The highpass / lowpass filters values above are to optimize for audible speech, which is reasonable enough for a bunch of vacation videos. And no need for detached audio stream processing, a single FFmpeg command that just works for variety of media formats. Yep!!

Now ready to automate, the basic requirements are:

  • given a source directory, find relevant media files (including subfolders)

  • run the FFmpeg command on each

  • for some media, several processing passes might be needed

  • given large number of files to process, would be good to run on multiple CPU cores

  • as the processing might take some non-trivial time, need to show continuous / percentage progress

Surprisingly, apart from trivial bash scripts there did not seem to be lots of existing solutions. And now it all is shaping up as a nice little weekend Python project…

Most of the tasks on list above are straightforward, but how about running FFmpeg from Python? A quick idea is to spin off a subprocess:

cmd = ''.join(('ffmpeg -i "{}"'.format(fpath_input),
                  ' -af "highpass=f={0}, lowpass=f={1}"'.format(highpass, lowpass),
                  ' -loglevel "error" -n',
                  ' "{}"'.format(fpath_output)))
proc = subprocess.Popen(shlex.split(cmd), stdout=subprocess.PIPE, stderr=subprocess.STDOUT)
output = proc.communicate()[0].decode()

Now putting something like this in a loop over media files would pretty much solve the problem, right? It actually might, eventually. But it would also block on proc.communicate() for each individual FFmpeg run, and would hang there till it’s done. Might not be a bad thing per se, if we just want to go sequentially and do not care much about visualizing progress. However given large number of media files and all these CPU cores that are so common these days, would be kind of nice to run FFmpeg in multiple processes.

* INFORMATION GIVEN

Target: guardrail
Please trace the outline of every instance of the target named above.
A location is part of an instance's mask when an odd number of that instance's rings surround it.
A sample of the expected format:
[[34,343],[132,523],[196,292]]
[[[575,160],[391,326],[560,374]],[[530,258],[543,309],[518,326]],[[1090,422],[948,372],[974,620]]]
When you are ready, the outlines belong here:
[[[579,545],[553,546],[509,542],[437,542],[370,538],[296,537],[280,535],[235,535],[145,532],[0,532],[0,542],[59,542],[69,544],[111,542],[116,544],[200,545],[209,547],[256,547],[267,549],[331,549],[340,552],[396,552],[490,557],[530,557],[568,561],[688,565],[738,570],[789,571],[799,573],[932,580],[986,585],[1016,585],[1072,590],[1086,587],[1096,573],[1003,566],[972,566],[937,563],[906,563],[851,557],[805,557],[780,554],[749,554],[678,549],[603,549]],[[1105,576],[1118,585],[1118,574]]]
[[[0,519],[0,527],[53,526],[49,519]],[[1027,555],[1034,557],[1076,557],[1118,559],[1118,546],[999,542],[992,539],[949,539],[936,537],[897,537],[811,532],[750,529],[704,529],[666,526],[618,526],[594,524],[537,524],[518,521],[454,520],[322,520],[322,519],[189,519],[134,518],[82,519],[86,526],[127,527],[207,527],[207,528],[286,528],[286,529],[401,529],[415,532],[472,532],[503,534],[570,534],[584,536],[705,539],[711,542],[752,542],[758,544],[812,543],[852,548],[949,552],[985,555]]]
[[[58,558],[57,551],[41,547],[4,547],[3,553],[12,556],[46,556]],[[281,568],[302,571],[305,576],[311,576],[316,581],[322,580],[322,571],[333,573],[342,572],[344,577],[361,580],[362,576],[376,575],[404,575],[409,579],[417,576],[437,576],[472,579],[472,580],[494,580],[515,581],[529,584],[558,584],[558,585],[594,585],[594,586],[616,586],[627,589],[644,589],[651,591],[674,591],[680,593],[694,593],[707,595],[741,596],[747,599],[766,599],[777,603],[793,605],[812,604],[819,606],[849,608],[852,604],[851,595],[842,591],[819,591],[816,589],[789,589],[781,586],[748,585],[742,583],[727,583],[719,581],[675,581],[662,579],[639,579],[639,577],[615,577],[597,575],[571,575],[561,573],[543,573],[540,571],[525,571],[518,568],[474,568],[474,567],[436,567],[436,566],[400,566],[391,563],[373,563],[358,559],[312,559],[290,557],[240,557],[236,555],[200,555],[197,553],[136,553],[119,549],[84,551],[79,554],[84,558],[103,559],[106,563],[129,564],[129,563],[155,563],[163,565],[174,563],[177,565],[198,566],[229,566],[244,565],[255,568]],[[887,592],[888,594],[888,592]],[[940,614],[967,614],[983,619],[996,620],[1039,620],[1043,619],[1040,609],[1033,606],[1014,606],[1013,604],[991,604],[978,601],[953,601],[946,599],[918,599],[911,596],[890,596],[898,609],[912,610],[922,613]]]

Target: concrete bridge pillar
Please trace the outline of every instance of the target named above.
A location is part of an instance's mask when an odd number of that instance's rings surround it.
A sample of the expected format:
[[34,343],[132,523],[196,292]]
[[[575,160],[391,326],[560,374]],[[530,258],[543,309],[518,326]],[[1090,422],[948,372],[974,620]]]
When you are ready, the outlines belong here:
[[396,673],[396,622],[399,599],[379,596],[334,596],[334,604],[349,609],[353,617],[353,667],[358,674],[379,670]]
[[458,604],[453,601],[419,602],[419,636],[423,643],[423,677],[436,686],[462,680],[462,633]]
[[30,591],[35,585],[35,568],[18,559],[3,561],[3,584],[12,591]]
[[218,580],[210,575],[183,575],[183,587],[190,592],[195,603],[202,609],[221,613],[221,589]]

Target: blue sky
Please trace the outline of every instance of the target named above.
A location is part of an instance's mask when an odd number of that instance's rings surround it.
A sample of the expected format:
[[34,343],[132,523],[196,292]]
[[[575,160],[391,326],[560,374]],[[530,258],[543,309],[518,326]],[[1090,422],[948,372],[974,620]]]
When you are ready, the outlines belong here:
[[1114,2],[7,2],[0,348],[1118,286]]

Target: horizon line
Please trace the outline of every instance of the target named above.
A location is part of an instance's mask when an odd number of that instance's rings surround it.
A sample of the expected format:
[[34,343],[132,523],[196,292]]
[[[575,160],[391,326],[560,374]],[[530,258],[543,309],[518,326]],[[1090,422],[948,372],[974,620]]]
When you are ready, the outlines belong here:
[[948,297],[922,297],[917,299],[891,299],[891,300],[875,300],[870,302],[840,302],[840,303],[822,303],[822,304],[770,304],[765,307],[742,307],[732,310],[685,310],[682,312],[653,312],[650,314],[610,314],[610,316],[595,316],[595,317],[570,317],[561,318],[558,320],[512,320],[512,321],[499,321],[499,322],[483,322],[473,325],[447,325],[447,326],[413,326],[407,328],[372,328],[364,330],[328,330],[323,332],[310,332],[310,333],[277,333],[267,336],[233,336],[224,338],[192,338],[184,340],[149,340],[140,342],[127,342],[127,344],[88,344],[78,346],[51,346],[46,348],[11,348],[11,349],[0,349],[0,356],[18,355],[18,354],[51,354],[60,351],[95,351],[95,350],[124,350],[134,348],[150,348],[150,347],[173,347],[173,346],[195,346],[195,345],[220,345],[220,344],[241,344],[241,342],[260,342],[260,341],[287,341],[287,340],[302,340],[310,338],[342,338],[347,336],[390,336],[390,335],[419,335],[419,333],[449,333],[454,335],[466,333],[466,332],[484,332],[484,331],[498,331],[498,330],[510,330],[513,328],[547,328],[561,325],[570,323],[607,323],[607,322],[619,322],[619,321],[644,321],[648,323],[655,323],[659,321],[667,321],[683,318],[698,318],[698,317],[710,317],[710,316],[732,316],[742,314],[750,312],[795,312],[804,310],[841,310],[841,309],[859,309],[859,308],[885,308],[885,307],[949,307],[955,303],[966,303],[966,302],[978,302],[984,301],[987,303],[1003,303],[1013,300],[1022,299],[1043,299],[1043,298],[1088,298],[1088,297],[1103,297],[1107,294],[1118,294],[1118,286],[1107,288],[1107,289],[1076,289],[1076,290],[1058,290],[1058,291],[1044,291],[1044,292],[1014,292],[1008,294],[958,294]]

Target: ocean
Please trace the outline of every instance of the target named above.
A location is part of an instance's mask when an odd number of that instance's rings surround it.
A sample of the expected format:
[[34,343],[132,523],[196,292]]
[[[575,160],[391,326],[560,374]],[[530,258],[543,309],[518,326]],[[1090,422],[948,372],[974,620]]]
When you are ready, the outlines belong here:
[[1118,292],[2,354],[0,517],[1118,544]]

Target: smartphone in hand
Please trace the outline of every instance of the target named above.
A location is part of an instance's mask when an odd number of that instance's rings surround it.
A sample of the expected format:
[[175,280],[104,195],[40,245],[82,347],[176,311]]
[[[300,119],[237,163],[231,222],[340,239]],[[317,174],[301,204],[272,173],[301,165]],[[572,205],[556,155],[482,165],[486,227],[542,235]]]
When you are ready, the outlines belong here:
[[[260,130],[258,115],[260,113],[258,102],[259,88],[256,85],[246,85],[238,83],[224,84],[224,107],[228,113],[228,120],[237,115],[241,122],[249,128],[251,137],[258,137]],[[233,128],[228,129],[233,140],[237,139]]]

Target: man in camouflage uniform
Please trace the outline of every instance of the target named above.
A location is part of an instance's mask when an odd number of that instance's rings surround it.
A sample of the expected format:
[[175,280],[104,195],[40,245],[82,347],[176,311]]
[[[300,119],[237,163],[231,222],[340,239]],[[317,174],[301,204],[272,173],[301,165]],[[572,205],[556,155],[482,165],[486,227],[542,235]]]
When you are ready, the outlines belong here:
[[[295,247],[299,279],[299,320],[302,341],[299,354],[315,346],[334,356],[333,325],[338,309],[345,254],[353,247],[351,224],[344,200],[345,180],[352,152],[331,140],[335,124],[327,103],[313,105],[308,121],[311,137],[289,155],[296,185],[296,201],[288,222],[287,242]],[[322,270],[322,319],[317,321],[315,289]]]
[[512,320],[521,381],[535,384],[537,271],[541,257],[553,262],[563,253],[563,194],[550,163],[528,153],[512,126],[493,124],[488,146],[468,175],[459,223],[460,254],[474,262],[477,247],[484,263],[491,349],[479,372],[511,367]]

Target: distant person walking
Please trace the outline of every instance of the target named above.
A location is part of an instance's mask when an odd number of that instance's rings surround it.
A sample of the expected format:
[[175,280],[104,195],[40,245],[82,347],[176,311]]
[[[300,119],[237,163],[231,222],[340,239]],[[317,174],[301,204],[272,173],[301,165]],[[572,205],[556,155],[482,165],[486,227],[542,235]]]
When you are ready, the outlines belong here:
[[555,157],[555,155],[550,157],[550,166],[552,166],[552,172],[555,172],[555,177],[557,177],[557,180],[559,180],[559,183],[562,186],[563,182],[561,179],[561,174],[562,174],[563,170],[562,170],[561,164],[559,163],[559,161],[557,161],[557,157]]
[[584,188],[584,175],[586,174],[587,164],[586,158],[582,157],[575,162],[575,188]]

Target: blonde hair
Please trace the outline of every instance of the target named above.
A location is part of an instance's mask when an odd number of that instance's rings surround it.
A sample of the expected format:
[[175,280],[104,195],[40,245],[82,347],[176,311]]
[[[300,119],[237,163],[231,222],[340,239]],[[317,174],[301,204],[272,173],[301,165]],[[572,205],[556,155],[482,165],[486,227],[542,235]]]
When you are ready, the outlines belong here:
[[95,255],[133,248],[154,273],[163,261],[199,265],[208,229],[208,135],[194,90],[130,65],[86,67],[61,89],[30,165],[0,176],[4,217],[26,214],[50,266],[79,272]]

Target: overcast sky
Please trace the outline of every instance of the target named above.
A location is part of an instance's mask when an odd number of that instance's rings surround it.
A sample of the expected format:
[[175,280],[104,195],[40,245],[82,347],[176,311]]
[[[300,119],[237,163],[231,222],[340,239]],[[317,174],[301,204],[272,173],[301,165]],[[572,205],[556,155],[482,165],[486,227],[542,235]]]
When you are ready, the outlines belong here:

* GIVEN TASK 1
Render this sentence from the FFmpeg automation text in Spanish: "Surprisingly, apart from trivial bash scripts there did not seem to be lots of existing solutions."
* GIVEN TASK 2
Write the next part of the FFmpeg automation text, picking up after its final sentence.
The rows are separate material, unrelated to the FFmpeg automation text.

* EXERCISE RESPONSE 1
Sorprendentemente, aparte de scripts triviales de bash, no parecía haber muchas soluciones existentes.

* EXERCISE RESPONSE 2
One approach would be implementing custom subprocess management, e.g. spinning off several worker processes based on number of available CPU cores then using os.wait() to control flow of jobs, etc. Not as hard though not necessarily trivial either.

An alternative method would be to use Python multiprocessing module. Written for concurrent CPU-bound processing, among other things it provides out-of-the-box Pool class that controls a pool of worker processes and feeds them submitted jobs. Some quick shadow of a doubt about the overhead of spinning FFmpeg subprocesses from parallel Python processes, but given that a typical video processing task takes non-trivial amount of time this extra ‘infrastructure’ burden should not be a big deal after all. And as an immediate reward, the process pool workers management now becomes a breeze:

tasks_params = ((media_file, backup_dir, highpass, lowpass, num_passes)
                                            for media_file, backup_dir in zip(media_files, target_dirs))

with multiprocessing.Pool(cpu_count) as pool:
    for res in pool.imap_unordered(self._af_worker, tasks_params_list):
        print (res.output)
        <show spinner / percentage progress>

The _af_worker method is where most of the other things happen. Backing up original media, shaping up an FFmpeg command, running it in multiple passes, etc. All nicely packed to run in multiple managed worker processes and fed to the workers via tasks_params generator.

So far, so good. One little fun-spoiler is still there though. Each iteration of the for res in pool.imap_unordered loop still blocks, which means that for large media files there might be long moments when things appear to be frozen.

Unfortunately, there seems to be no standard async version of Pool.imap_unordered(). There is Pool.map_async() method, returning AsyncResult and taking a callback to be applied when the result becomes available. However while it’d be good enough for showing the spinner, it would not be of much help for showing progress of completed tasks.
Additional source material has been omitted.